- _Written task_
Give back the line where "of the bare" appears and all the lines after it until the listing ends, unchanged and with nothing else.

Coordinate labeling data
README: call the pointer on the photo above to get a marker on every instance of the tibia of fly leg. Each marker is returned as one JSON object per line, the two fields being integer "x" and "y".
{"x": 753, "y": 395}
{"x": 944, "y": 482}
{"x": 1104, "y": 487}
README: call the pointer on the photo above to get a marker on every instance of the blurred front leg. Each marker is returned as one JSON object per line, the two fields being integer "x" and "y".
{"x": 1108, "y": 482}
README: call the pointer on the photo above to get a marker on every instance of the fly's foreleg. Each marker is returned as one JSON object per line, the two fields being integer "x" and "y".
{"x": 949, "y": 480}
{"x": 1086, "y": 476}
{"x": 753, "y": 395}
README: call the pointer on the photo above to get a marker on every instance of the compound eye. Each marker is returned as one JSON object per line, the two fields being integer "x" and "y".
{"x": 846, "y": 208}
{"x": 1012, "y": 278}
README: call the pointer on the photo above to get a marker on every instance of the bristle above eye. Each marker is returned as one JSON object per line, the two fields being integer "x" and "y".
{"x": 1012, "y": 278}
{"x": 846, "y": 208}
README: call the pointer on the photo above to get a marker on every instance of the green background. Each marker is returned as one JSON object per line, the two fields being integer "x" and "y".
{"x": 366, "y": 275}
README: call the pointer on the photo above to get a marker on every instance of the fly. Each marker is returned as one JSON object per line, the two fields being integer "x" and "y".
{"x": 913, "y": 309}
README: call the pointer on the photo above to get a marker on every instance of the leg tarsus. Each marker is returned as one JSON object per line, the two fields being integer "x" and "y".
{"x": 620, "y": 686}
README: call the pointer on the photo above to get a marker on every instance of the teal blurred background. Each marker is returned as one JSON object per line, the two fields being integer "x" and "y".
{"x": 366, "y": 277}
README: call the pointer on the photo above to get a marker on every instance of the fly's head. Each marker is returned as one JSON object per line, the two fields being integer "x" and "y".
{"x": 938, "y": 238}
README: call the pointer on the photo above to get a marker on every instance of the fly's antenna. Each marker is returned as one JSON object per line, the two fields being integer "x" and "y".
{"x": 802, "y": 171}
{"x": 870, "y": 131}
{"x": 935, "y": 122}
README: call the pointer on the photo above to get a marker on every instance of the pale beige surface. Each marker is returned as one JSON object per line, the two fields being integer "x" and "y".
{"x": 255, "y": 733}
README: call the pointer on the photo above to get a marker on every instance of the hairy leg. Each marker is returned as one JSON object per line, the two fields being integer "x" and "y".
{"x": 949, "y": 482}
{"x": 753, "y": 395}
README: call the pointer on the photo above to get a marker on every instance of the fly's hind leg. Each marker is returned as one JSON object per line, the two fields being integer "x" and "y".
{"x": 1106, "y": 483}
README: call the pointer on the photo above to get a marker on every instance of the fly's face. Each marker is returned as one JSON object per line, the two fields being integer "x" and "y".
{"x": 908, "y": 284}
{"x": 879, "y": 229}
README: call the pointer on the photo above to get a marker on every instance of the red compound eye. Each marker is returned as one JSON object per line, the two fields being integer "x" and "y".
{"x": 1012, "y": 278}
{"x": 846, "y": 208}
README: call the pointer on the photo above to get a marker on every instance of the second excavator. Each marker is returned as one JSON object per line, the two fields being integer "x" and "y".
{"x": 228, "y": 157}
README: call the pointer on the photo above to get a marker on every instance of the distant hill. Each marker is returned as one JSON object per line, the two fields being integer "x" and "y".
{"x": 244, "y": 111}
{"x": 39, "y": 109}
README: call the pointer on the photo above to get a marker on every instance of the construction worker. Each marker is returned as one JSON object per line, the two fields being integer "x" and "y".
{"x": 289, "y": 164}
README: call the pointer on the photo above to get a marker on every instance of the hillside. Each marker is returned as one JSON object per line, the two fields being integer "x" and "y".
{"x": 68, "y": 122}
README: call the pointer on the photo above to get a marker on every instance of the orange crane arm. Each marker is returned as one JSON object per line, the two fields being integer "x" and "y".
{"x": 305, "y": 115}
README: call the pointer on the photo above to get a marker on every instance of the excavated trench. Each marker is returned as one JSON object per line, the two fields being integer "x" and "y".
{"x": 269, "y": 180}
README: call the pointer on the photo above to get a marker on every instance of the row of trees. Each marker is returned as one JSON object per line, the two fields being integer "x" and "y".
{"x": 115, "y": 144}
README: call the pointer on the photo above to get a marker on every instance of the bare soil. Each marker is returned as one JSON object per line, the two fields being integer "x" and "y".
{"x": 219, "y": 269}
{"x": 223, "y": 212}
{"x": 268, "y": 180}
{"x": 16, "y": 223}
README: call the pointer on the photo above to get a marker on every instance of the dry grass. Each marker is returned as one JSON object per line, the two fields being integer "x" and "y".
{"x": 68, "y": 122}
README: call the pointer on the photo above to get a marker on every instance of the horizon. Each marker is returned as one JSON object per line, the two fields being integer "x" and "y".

- _Solution for this task_
README: call the pointer on the photo above to get a marker on every instance of the bare soil. Each marker is returned as one JSON object per line, the two fields being integer "x" and "y".
{"x": 219, "y": 269}
{"x": 223, "y": 212}
{"x": 268, "y": 180}
{"x": 16, "y": 223}
README: call the pointer on the photo above to get a marker on every instance of the dry grass. Each marker is returned as one JSON object per line, the two fields being integer "x" and "y".
{"x": 68, "y": 122}
README: call the pointer on the photo above to get a marker on every instance of the horizon. Each marker is returned as one JSON object per line, the two fields being integer "x" and "y".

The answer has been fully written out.